---------- 提供データ
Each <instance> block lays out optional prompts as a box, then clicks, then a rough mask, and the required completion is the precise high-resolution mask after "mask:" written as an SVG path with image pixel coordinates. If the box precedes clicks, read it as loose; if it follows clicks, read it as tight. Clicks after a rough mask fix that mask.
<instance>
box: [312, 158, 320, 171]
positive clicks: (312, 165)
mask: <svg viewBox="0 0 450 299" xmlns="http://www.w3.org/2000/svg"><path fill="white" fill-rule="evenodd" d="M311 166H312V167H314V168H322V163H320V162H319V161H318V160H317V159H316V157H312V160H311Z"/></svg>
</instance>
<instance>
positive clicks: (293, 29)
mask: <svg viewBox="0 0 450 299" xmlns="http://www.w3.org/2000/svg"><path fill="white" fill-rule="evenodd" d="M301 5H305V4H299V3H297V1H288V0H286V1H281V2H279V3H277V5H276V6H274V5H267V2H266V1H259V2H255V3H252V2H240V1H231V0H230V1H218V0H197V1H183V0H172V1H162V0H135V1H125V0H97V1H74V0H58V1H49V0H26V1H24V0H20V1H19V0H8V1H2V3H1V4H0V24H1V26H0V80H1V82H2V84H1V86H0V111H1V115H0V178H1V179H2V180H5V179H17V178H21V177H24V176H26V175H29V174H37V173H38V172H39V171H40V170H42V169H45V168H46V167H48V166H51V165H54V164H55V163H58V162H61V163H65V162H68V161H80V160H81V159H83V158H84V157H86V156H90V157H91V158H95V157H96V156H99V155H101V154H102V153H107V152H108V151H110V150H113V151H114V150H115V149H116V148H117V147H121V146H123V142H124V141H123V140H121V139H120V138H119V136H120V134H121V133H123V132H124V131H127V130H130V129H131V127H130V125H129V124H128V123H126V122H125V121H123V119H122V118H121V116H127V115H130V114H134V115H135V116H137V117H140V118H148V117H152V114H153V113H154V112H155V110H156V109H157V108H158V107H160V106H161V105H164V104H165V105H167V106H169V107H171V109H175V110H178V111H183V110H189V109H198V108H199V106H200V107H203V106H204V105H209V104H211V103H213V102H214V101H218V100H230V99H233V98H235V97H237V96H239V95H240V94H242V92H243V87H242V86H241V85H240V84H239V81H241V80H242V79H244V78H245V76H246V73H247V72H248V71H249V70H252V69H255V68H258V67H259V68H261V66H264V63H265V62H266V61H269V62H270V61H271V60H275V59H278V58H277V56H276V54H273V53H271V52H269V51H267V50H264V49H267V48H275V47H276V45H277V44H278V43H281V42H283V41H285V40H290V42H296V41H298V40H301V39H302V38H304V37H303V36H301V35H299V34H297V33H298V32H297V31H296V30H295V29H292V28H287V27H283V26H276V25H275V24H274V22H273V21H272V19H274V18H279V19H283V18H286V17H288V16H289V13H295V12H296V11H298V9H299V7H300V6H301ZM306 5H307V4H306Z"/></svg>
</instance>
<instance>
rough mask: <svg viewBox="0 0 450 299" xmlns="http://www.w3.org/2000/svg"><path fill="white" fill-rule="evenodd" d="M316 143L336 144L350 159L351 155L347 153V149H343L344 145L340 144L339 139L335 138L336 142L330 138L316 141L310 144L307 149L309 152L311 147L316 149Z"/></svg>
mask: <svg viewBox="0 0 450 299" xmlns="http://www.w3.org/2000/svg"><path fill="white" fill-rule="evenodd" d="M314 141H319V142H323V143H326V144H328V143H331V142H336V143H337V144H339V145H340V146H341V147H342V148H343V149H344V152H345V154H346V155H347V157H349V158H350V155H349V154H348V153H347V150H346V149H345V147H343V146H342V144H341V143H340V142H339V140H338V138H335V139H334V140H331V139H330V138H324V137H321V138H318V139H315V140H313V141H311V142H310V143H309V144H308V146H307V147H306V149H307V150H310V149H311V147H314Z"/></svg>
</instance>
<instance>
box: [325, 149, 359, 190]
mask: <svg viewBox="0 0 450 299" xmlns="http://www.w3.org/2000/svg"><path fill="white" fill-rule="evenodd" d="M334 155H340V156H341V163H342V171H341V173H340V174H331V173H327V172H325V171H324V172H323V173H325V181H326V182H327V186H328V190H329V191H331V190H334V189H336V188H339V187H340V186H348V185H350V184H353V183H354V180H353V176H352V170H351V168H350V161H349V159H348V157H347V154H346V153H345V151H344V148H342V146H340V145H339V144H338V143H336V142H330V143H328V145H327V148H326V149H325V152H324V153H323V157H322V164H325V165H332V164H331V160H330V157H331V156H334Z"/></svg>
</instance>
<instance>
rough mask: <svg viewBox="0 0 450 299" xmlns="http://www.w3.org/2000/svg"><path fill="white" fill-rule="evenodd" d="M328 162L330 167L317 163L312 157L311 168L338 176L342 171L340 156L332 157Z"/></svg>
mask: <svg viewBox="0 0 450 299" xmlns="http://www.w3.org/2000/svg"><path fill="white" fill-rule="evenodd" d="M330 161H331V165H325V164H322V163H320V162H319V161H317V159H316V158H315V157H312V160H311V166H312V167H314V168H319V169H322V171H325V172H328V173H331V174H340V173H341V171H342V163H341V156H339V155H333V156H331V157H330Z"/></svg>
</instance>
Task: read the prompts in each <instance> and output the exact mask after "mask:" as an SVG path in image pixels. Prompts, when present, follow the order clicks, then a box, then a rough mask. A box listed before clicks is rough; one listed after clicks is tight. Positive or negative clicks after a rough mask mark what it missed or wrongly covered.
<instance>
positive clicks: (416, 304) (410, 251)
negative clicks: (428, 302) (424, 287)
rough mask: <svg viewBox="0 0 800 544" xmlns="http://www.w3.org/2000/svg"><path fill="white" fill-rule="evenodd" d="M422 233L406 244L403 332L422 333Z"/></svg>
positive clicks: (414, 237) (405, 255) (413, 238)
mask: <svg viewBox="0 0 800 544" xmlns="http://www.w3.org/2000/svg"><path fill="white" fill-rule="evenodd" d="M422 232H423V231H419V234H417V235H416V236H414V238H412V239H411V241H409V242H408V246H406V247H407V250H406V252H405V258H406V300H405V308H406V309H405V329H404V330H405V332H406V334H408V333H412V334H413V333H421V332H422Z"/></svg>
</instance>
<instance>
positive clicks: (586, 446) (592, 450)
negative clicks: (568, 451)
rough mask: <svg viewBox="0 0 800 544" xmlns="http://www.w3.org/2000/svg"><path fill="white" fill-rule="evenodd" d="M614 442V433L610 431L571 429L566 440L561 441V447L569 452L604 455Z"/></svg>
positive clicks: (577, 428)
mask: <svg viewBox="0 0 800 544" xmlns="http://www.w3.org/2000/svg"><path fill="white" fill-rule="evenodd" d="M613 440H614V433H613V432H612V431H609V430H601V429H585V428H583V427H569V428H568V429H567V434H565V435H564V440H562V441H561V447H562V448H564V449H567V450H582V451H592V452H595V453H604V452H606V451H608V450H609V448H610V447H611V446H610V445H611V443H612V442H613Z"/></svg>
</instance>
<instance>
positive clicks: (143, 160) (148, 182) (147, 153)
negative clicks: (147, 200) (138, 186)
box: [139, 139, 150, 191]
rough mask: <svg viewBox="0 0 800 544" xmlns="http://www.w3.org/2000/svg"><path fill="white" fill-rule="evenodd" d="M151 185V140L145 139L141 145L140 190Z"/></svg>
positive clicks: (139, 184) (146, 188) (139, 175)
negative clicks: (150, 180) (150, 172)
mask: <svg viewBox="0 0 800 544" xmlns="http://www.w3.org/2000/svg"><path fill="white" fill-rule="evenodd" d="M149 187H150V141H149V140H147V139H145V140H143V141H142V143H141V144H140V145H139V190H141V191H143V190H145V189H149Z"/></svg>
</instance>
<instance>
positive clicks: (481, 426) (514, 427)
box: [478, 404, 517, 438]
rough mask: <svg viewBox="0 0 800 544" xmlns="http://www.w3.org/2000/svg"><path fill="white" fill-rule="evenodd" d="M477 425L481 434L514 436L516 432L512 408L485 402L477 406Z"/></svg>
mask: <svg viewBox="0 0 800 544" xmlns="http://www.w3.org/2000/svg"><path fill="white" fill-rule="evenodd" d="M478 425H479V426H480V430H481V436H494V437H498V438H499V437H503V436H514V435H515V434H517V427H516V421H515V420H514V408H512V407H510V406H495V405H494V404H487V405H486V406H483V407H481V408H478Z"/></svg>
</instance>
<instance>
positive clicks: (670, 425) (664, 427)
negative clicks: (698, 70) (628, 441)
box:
--------------------
— 課題の条件 —
「185V140L145 139L141 145L140」を含む行から最後の行まで（両端を含む）について、「rough mask」を「coarse mask」に改めて書き直しなさい。それ以外の部分は変えないこと。

— 記述解答 —
coarse mask: <svg viewBox="0 0 800 544" xmlns="http://www.w3.org/2000/svg"><path fill="white" fill-rule="evenodd" d="M151 185V140L145 139L141 145L140 190Z"/></svg>
positive clicks: (139, 184) (146, 188) (139, 175)
negative clicks: (150, 180) (150, 172)
mask: <svg viewBox="0 0 800 544" xmlns="http://www.w3.org/2000/svg"><path fill="white" fill-rule="evenodd" d="M149 187H150V141H149V140H147V139H145V140H143V141H142V143H141V144H140V145H139V190H141V191H143V190H145V189H149Z"/></svg>
</instance>
<instance>
positive clicks: (481, 426) (514, 427)
box: [478, 404, 517, 438]
coarse mask: <svg viewBox="0 0 800 544" xmlns="http://www.w3.org/2000/svg"><path fill="white" fill-rule="evenodd" d="M477 425L481 434L514 436L516 432L512 408L485 402L477 406Z"/></svg>
mask: <svg viewBox="0 0 800 544" xmlns="http://www.w3.org/2000/svg"><path fill="white" fill-rule="evenodd" d="M478 425H479V426H480V430H481V436H494V437H498V438H499V437H503V436H514V435H515V434H517V427H516V421H515V420H514V408H512V407H510V406H495V405H494V404H487V405H486V406H483V407H481V408H478Z"/></svg>
</instance>
<instance>
positive clicks: (670, 425) (664, 427)
negative clicks: (698, 70) (628, 441)
box:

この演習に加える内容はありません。